DATA FOR THE TASK:

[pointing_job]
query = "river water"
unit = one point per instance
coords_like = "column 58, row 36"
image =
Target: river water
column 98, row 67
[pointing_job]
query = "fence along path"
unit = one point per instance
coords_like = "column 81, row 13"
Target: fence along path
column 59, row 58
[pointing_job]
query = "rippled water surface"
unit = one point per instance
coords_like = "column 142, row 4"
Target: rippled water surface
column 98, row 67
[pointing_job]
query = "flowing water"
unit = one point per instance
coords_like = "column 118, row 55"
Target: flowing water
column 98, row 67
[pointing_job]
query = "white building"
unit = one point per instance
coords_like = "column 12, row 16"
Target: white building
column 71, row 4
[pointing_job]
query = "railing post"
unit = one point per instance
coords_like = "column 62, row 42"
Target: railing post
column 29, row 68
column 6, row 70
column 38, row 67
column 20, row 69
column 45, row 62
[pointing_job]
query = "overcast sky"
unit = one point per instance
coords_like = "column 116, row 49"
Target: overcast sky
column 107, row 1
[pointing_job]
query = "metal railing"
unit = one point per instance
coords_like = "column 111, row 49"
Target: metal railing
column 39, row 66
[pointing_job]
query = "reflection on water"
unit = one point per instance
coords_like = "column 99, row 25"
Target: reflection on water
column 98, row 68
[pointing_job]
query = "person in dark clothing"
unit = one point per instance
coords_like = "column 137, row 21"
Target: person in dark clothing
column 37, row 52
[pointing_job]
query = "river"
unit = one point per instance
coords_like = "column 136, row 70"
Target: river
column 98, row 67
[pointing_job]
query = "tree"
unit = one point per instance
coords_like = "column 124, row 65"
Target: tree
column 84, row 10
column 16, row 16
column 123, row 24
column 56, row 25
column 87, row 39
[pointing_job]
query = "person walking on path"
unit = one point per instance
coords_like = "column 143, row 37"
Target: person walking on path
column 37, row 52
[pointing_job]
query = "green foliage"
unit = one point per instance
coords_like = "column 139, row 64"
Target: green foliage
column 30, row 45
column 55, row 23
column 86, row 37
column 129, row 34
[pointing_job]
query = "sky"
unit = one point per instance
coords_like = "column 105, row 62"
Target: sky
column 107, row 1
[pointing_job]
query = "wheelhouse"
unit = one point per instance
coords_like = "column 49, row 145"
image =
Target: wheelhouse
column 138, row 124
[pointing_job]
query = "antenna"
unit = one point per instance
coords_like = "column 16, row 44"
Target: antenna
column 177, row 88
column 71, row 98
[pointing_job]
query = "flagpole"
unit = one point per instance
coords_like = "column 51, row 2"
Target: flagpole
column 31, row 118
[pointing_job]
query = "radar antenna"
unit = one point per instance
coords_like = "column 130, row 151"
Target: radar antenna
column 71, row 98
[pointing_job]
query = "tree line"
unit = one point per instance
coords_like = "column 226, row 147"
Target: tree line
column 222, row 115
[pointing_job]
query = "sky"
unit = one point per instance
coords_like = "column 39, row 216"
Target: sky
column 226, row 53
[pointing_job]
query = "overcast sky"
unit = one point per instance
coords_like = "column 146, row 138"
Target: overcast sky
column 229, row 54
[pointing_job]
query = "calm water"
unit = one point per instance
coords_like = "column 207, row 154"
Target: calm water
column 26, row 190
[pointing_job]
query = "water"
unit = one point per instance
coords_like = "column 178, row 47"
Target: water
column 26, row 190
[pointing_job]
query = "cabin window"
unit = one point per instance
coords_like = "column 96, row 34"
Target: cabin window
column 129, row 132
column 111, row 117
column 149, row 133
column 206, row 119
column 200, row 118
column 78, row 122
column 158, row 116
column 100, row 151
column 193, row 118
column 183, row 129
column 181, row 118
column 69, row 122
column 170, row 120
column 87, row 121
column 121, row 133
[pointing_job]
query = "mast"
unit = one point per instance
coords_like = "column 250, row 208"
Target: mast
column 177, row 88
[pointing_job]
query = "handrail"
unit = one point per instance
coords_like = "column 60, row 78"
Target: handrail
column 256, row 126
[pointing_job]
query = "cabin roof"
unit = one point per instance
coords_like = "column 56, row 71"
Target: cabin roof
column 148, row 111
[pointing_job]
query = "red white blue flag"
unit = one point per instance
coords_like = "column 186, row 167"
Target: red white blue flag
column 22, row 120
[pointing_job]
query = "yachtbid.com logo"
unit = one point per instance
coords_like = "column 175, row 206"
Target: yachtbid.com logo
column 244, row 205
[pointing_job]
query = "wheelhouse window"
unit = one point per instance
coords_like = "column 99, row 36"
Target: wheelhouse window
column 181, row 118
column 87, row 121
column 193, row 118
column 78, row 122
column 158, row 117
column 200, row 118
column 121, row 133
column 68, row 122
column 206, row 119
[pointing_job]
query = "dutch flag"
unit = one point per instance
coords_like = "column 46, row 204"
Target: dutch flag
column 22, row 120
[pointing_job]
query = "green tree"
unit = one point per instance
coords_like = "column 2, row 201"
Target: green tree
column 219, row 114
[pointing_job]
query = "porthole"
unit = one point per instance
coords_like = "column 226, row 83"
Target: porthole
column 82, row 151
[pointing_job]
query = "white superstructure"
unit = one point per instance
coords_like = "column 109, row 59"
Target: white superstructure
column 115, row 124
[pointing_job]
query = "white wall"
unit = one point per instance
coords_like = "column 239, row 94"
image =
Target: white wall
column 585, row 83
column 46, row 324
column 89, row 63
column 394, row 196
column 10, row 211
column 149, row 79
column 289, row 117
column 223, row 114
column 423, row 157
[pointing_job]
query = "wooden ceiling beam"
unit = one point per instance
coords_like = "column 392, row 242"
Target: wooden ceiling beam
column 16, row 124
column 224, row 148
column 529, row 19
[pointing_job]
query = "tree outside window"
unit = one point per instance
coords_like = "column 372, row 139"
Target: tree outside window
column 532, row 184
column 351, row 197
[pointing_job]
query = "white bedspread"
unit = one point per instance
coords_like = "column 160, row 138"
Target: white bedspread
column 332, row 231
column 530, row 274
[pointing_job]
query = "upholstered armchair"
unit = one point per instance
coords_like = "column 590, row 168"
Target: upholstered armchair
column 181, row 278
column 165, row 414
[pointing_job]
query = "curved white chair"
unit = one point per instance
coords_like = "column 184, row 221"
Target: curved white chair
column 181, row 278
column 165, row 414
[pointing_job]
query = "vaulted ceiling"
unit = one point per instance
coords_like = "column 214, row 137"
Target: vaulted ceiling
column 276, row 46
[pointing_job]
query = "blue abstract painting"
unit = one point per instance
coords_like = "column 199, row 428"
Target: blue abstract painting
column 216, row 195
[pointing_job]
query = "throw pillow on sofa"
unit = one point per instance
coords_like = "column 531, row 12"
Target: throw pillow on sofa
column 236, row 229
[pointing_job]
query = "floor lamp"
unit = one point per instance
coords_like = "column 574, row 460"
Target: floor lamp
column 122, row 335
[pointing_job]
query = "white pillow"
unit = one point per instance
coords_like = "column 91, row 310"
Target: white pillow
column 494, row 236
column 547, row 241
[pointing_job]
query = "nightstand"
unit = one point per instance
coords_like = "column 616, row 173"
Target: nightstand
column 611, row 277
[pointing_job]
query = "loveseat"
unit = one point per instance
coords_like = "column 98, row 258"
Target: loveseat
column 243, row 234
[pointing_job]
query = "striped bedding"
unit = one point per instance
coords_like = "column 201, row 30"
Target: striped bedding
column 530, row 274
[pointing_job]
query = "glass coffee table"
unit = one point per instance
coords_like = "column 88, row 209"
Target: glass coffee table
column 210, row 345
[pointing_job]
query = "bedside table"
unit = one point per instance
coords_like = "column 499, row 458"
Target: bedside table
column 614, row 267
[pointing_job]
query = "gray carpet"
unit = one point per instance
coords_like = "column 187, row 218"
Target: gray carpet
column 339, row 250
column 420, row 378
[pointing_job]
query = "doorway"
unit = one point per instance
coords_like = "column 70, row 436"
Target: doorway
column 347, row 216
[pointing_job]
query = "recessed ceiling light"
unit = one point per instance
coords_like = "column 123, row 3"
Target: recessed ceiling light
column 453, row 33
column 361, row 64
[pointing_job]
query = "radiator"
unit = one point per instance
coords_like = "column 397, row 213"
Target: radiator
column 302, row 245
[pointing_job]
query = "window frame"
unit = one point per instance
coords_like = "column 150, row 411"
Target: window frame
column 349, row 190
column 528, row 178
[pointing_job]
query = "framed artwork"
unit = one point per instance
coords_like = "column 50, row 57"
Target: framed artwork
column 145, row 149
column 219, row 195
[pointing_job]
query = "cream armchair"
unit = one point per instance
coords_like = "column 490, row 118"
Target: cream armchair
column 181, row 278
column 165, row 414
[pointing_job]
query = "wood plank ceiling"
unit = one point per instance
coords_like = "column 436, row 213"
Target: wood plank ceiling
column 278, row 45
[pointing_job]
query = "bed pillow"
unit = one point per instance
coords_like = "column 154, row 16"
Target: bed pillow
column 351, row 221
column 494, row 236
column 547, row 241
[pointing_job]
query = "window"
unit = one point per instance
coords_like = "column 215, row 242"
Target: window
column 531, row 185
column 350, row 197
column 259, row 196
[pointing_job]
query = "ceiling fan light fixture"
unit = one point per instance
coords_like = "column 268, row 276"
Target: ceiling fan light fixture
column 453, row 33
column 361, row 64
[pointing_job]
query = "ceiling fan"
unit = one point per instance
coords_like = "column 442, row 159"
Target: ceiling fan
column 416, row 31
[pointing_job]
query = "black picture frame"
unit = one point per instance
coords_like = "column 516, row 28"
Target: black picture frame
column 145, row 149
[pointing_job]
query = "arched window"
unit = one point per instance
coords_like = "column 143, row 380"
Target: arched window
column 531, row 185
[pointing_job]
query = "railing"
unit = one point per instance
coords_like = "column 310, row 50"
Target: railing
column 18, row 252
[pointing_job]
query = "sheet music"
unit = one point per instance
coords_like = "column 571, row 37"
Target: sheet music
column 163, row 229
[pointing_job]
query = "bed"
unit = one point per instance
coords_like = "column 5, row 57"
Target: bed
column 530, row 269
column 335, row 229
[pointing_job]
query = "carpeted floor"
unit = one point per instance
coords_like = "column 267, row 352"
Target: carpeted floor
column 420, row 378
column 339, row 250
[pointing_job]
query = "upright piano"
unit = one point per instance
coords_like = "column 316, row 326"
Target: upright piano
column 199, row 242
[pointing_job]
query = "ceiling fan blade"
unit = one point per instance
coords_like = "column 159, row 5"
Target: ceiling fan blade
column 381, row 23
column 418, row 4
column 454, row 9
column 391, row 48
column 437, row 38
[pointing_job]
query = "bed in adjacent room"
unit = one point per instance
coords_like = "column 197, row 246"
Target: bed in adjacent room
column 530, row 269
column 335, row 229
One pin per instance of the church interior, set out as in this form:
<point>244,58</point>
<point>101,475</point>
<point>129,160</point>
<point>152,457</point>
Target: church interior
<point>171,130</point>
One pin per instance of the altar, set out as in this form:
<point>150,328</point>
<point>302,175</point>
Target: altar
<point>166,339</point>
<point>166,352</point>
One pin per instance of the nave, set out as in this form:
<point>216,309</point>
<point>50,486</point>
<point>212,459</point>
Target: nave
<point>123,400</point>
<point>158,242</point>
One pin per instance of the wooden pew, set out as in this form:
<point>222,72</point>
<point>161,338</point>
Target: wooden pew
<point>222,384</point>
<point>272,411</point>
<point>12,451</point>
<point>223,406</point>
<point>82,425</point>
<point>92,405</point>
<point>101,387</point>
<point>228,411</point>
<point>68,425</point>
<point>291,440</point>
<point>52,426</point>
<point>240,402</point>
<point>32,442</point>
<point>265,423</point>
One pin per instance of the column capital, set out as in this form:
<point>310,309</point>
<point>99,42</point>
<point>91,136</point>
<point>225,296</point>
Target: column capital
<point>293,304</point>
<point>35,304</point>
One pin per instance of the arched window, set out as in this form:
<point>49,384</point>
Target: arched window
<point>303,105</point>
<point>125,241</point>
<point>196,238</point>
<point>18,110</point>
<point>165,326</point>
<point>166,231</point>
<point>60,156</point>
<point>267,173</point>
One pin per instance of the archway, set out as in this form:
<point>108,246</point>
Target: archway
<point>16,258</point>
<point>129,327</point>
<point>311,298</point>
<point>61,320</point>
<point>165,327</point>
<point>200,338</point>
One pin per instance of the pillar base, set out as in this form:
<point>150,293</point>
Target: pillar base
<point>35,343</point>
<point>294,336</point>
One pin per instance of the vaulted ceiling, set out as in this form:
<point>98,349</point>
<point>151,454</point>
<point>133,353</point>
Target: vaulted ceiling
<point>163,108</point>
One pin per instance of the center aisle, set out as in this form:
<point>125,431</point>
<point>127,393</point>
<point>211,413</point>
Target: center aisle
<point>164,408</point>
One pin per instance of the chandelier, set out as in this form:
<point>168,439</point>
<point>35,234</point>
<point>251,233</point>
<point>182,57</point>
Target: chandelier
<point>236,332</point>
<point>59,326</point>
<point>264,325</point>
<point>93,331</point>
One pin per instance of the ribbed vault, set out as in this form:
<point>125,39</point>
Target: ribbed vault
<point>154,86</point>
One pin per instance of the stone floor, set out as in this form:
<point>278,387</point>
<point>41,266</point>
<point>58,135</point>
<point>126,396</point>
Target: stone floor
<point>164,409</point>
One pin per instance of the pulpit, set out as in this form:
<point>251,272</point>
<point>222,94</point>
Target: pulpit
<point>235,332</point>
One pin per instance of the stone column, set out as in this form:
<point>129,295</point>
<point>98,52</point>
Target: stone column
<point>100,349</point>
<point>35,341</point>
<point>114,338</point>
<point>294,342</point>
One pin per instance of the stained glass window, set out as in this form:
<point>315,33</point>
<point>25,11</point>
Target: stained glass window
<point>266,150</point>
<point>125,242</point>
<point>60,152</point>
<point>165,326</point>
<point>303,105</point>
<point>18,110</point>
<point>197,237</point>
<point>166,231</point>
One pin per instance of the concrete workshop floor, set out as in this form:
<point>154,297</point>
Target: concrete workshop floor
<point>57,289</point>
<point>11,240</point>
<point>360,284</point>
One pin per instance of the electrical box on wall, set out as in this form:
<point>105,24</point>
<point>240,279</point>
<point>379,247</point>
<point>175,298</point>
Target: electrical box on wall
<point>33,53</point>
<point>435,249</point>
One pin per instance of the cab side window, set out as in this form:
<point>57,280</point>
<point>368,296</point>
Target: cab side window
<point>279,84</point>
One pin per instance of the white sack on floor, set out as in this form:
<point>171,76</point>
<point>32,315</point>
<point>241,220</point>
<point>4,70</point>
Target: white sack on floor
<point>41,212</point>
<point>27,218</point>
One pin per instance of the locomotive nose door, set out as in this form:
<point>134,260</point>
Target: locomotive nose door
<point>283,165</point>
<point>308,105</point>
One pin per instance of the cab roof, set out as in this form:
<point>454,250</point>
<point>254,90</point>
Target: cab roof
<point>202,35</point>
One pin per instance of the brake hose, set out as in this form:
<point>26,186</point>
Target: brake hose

HOW TO COMPLETE THIS TASK: Pull out every line holding "hose" from the records above, and copy it.

OUTPUT OF THE EXERCISE:
One pin per instance of the brake hose, set out as in this form:
Target: brake hose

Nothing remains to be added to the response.